◆ Zu erledigende Aufgaben ◆
[A] Welchen Namen gab sich laut dem Auszug über Friedrich Sieber die Malergruppe, die Ende der 50er Jahre in Brüssel, Rom und London von sich reden machte?
[B] Entnimm dem Auszug über Friedrich Sieber wortgetreu den Abschnitt von „1. Die radikale“ bis einschließlich „Farben erst herstellt.“.
═══ Bereitgestellter Auszug
Natürlich sah ich das auch - soweit er mir überhaupt Sicht ließ. Oder genauer: physikalisch sah ich dasselbe wie er. Nur: was ich sah, das erlebte er. Er war nach dem Durchstoßen der Wolkendecke mit ihren vielfältigen Grautönen in eine Welt der Farben und Farbereignisse vorgestoßen.. In - und damit bin ich jetzt auch beim Thema - seine Welt der Farben, in seine Welt aus Farbe. Und dies in einer Dimensionierung, die ich im folgenden etwas skizzieren möchte.

Vielleicht erinnert sich der eine oder andere von Ihnen noch der Kunstszene Ende der 50er Jahre. Damals machte eine Gruppe von Malern international, in Brüssel, Rom und London von sich reden, die sich "Gruppe 11" nannte und zu der die Maler Atila Biro, Günther C. Kirchberger (der hier schon ausgestellt hat), Georg Karl Pfahler und Friedrich Sieber zählten. Sie alle hatten sich der Tradition des damals aktuellen Tachismus angeschlossen, lassen sich aber auch in der Nachfolge Kandinskys verstehen, insofern sie ausgesprochen farbmaterial dachten, die Selbständigkeit der Farben insbesondere ihr Programm war.

Von dieser Gruppe, die sich, wie es sich für eine richtige Künstlergruppe denn auch gehört, bereits um 1960 in alle Winde zerstreut hatte, ist Friedrich Sieber derjenige, der am meisten bei sich selbst, der seiner radikalen Entscheidung, die Welt als Farbe zu sehen, beharrlich treu geblieben ist. Angefangen bei einem Natur- und zugleich Schlüsselerlebnis der Eigengesetzlichkeit und Eigendynamik der Farben, Mitte der 50er Jahre, bis zu den Arbeiten der 80er Jahre, deren einigen er den etwas rätselhaften Titel "Naturform Farbe" gegeben hat

Was Siebens umfangreiches Werk ohne Entwicklungsbrüche und modische Allüren insgesamt charakterisiert, ist, wenn ich es richtig sehe, dreierlei:

1. Die radikale Entscheidung für eine Welt aus Farben, die nioht a priori vorhanden ist, also nur abgebildet werden muß, sondern eine Farbwelt ist, die sich in der Auseinander-, Gegeneinander- und Zueinandersetzung der Farben erst herstellt.
══════
═══ Aufgelistetes Material
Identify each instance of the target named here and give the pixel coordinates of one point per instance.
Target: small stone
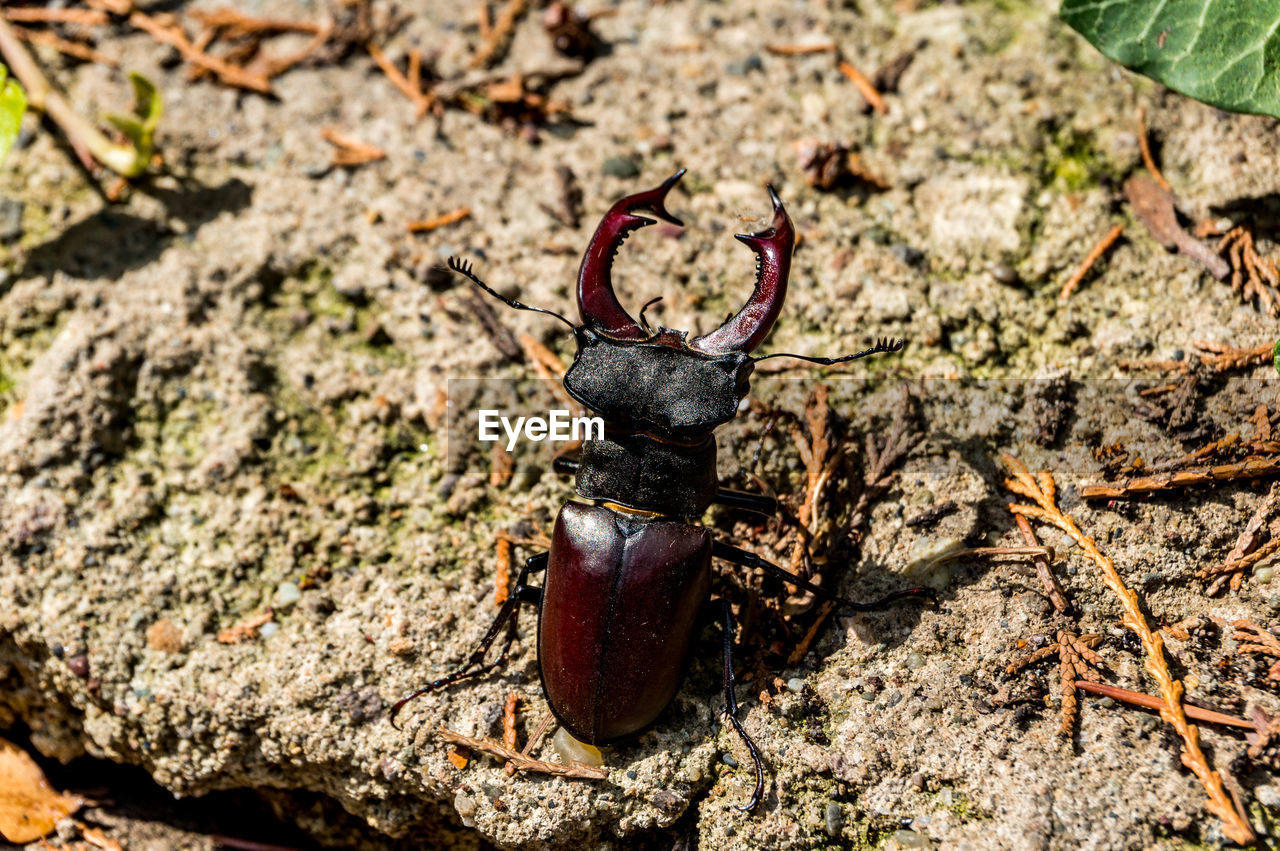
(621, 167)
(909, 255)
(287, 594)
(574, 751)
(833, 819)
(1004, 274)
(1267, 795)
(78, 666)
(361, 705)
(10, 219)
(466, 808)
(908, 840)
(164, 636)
══════
═══ Aufgelistetes Material
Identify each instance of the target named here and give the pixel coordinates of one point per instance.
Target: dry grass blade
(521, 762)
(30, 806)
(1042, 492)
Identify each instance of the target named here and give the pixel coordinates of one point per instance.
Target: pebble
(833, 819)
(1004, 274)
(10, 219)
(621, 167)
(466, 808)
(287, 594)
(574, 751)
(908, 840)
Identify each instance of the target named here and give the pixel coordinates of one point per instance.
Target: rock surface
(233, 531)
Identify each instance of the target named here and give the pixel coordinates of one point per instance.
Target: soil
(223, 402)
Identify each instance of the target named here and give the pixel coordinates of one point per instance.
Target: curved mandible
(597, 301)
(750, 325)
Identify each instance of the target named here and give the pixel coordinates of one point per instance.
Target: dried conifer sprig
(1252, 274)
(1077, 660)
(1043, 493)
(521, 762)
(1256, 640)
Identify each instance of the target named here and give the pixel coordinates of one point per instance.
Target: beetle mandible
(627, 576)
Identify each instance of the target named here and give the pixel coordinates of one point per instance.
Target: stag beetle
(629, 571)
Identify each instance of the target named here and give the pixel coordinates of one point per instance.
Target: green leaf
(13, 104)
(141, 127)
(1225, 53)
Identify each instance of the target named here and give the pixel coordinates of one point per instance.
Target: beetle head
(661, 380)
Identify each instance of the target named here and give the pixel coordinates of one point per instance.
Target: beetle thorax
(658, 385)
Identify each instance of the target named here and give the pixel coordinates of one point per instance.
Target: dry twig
══════
◆ Lösungen je Aufgabe ◆
[A] Sie nannte sich „Gruppe 11“.

[B]
1. Die radikale Entscheidung für eine Welt aus Farben, die nioht a priori vorhanden ist, also nur abgebildet werden muß, sondern eine Farbwelt ist, die sich in der Auseinander-, Gegeneinander- und Zueinandersetzung der Farben erst herstellt.